**Task directions**
Please render the records as a two-column CSV headed request and answer, one row per record, with each value in a single quoted field and line breaks turned into spaces. Begin at the start of the records and stop after the line that contains "55 158 L 54".

**Stored records**

━━━━━━━━━━━━━━━━━━━━━━━━━━━━━━

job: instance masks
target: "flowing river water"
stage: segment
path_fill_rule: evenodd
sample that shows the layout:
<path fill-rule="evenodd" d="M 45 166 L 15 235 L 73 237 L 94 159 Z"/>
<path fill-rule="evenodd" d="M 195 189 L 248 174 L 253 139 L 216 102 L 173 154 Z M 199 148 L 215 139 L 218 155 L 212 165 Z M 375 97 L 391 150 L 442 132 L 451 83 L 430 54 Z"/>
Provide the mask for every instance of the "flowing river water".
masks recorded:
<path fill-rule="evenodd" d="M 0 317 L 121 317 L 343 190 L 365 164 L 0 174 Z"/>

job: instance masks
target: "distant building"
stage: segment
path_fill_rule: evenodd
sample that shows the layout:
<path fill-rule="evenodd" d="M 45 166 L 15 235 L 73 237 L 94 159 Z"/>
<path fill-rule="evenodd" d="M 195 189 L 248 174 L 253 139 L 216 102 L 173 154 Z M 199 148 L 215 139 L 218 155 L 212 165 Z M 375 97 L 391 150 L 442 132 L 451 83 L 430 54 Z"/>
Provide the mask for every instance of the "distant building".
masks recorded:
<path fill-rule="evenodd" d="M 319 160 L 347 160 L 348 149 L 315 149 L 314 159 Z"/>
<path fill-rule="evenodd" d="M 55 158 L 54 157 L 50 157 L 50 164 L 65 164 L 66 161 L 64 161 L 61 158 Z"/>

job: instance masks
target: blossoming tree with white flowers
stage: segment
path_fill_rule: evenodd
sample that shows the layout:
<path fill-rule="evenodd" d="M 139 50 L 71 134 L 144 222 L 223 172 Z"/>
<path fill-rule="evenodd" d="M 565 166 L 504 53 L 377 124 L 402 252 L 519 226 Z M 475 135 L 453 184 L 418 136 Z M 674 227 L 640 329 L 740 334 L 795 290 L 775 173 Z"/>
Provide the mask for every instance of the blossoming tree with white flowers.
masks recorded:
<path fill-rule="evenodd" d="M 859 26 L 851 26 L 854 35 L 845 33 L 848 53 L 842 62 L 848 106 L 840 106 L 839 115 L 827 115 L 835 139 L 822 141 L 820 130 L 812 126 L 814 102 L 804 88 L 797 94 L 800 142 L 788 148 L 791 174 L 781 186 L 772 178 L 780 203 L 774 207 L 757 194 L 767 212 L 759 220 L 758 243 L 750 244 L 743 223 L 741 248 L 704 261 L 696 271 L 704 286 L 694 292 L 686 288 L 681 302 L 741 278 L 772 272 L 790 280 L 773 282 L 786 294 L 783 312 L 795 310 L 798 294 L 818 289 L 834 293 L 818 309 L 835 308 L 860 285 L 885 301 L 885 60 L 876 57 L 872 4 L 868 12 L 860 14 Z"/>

━━━━━━━━━━━━━━━━━━━━━━━━━━━━━━

**Answer**
request,answer
"job: instance masks target: ""flowing river water"" stage: segment path_fill_rule: evenodd sample that shows the layout: <path fill-rule=""evenodd"" d=""M 45 166 L 15 235 L 73 237 L 94 159 Z""/> <path fill-rule=""evenodd"" d=""M 195 189 L 248 174 L 253 139 L 216 102 L 173 154 Z M 199 148 L 215 139 L 218 155 L 212 165 Z M 375 97 L 391 150 L 442 132 L 451 83 L 430 54 Z""/> Provide the mask for every instance of the ""flowing river water"". masks recorded:","<path fill-rule=""evenodd"" d=""M 0 317 L 121 317 L 343 190 L 365 164 L 0 174 Z""/>"
"job: instance masks target: ""distant building"" stage: segment path_fill_rule: evenodd sample that shows the layout: <path fill-rule=""evenodd"" d=""M 45 166 L 15 235 L 73 237 L 94 159 Z""/> <path fill-rule=""evenodd"" d=""M 195 189 L 248 174 L 253 139 L 216 102 L 173 154 Z M 199 148 L 215 139 L 218 155 L 212 165 Z M 375 97 L 391 150 L 442 132 L 451 83 L 430 54 Z""/> Provide the mask for every instance of the ""distant building"". masks recorded:","<path fill-rule=""evenodd"" d=""M 319 160 L 347 160 L 348 149 L 315 149 L 314 159 Z""/> <path fill-rule=""evenodd"" d=""M 55 158 L 54 157 L 50 157 L 50 164 L 65 164 L 66 161 L 64 161 L 61 158 Z""/>"